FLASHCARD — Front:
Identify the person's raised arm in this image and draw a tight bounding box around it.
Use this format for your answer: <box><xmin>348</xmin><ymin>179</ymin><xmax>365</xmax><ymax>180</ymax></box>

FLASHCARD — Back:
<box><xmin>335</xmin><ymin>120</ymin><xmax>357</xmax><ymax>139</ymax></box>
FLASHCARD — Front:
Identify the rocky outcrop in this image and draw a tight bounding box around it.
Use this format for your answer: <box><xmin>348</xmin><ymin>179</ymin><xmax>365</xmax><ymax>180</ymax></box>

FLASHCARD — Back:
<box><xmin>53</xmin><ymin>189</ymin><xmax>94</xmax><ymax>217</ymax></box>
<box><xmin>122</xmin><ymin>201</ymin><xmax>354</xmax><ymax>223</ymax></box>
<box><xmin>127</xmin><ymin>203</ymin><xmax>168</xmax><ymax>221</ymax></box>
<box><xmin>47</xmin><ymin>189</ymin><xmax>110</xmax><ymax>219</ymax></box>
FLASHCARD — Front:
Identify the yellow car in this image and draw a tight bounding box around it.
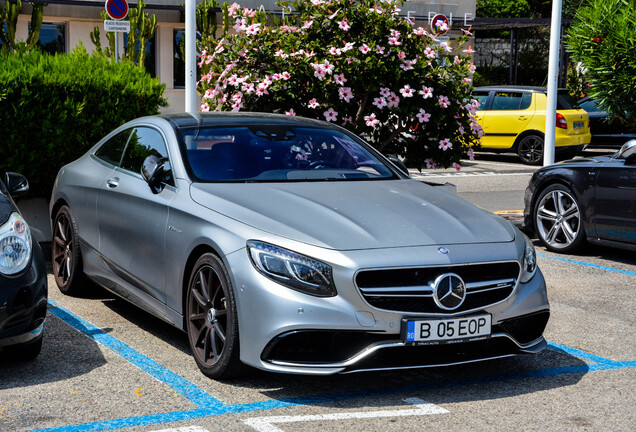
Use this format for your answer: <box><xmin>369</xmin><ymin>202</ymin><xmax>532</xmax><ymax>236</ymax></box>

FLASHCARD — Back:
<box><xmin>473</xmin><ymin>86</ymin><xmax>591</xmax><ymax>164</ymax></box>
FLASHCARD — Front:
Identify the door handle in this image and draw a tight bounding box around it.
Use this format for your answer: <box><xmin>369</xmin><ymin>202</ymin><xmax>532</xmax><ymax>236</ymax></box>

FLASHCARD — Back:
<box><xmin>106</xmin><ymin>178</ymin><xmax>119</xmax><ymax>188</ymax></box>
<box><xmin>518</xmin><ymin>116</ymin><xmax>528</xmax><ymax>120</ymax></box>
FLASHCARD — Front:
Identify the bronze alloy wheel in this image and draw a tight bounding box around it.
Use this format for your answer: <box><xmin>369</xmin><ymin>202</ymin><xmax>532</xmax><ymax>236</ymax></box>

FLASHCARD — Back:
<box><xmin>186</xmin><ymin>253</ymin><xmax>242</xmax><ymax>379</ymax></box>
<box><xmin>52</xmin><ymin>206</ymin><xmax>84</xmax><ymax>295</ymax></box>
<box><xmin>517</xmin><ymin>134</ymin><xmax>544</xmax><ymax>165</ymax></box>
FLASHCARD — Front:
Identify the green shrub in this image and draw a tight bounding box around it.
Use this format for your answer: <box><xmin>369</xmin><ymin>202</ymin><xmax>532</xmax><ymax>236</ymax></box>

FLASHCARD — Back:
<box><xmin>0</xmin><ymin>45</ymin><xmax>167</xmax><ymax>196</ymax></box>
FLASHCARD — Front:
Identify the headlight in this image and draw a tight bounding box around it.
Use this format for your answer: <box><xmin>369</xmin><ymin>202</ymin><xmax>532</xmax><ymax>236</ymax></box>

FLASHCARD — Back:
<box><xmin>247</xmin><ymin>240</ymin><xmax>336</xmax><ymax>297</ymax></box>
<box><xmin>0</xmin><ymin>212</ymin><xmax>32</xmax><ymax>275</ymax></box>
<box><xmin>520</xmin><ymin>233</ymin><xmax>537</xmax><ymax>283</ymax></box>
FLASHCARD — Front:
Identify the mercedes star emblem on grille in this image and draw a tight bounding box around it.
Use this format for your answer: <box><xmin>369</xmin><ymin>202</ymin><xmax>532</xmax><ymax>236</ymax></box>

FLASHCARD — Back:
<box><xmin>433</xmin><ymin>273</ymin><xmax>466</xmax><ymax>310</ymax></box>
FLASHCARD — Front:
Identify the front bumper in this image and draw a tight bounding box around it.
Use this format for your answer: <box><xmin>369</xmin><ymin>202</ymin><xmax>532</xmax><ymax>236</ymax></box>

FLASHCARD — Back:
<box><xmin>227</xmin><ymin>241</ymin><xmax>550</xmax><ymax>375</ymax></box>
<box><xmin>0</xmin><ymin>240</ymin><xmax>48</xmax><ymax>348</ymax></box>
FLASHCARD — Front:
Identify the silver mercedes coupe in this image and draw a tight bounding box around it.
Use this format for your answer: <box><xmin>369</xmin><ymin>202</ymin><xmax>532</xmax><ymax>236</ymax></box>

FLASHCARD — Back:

_Exercise directions_
Leaving out the images, return the entries above exactly as they read.

_Written reply_
FLASHCARD — Front:
Identify the person's raised arm in this image and draw a tight bounding box around it.
Use this format for your answer: <box><xmin>348</xmin><ymin>179</ymin><xmax>365</xmax><ymax>180</ymax></box>

FLASHCARD — Back:
<box><xmin>335</xmin><ymin>120</ymin><xmax>357</xmax><ymax>139</ymax></box>
FLASHCARD — Front:
Identify the rocky outcrop in this image and draw a tight bounding box around it.
Use this format for your answer: <box><xmin>348</xmin><ymin>179</ymin><xmax>365</xmax><ymax>180</ymax></box>

FLASHCARD — Back:
<box><xmin>53</xmin><ymin>189</ymin><xmax>94</xmax><ymax>217</ymax></box>
<box><xmin>122</xmin><ymin>201</ymin><xmax>354</xmax><ymax>223</ymax></box>
<box><xmin>127</xmin><ymin>203</ymin><xmax>168</xmax><ymax>221</ymax></box>
<box><xmin>47</xmin><ymin>189</ymin><xmax>110</xmax><ymax>219</ymax></box>
FLASHCARD — Front:
Identify the yellow car in this image and draw a tight bounding box around it.
Use this format for your answer: <box><xmin>369</xmin><ymin>202</ymin><xmax>532</xmax><ymax>236</ymax></box>

FLASHCARD — Back:
<box><xmin>473</xmin><ymin>86</ymin><xmax>591</xmax><ymax>164</ymax></box>
FLASHCARD — Front:
Identify the door handle in this image and draw a tight bounding box around it.
Use this format for your answer: <box><xmin>369</xmin><ymin>202</ymin><xmax>532</xmax><ymax>236</ymax></box>

FLASHCARD — Back:
<box><xmin>106</xmin><ymin>178</ymin><xmax>119</xmax><ymax>188</ymax></box>
<box><xmin>518</xmin><ymin>116</ymin><xmax>528</xmax><ymax>120</ymax></box>
FLASHCARD — Front:
Identify the bronze alloy wheel in this image and draw a tight bounding box around it.
Use this format for your answer: <box><xmin>369</xmin><ymin>202</ymin><xmax>532</xmax><ymax>236</ymax></box>

FLASHCARD — Back:
<box><xmin>186</xmin><ymin>253</ymin><xmax>242</xmax><ymax>379</ymax></box>
<box><xmin>52</xmin><ymin>206</ymin><xmax>84</xmax><ymax>295</ymax></box>
<box><xmin>517</xmin><ymin>134</ymin><xmax>544</xmax><ymax>165</ymax></box>
FLASHCARD — Front:
Identify the green shrub in this image and draw a tight bounding box around it.
Use this format for your answer: <box><xmin>369</xmin><ymin>202</ymin><xmax>532</xmax><ymax>236</ymax></box>

FLASHCARD — Back:
<box><xmin>0</xmin><ymin>45</ymin><xmax>167</xmax><ymax>196</ymax></box>
FLASHCARD — Front:
Identify the headlight in this image and draw a tight bounding box around it.
Use this format for your answer: <box><xmin>369</xmin><ymin>202</ymin><xmax>532</xmax><ymax>236</ymax></box>

FLASHCARD — Back:
<box><xmin>247</xmin><ymin>240</ymin><xmax>336</xmax><ymax>297</ymax></box>
<box><xmin>0</xmin><ymin>212</ymin><xmax>32</xmax><ymax>275</ymax></box>
<box><xmin>520</xmin><ymin>233</ymin><xmax>537</xmax><ymax>283</ymax></box>
FLASHCARD — Front:
Identify the mercedes star emblem on grille in this image and draw a tight bounding box around it.
Use this format for your answer: <box><xmin>369</xmin><ymin>202</ymin><xmax>532</xmax><ymax>236</ymax></box>

FLASHCARD — Back:
<box><xmin>433</xmin><ymin>273</ymin><xmax>466</xmax><ymax>310</ymax></box>
FLASHCARD — Front:
Identify the front bumper in this image and draw a tight bounding box around it.
Use this format for your answer: <box><xmin>369</xmin><ymin>202</ymin><xmax>532</xmax><ymax>236</ymax></box>

FLASHCARD — Back:
<box><xmin>227</xmin><ymin>241</ymin><xmax>550</xmax><ymax>375</ymax></box>
<box><xmin>0</xmin><ymin>240</ymin><xmax>48</xmax><ymax>348</ymax></box>
FLASHCARD — Front:
Identify the silver mercedes coupe in this image and draw a tight bounding box around it.
Use this format for your answer: <box><xmin>369</xmin><ymin>202</ymin><xmax>532</xmax><ymax>236</ymax></box>

FLASHCARD — Back:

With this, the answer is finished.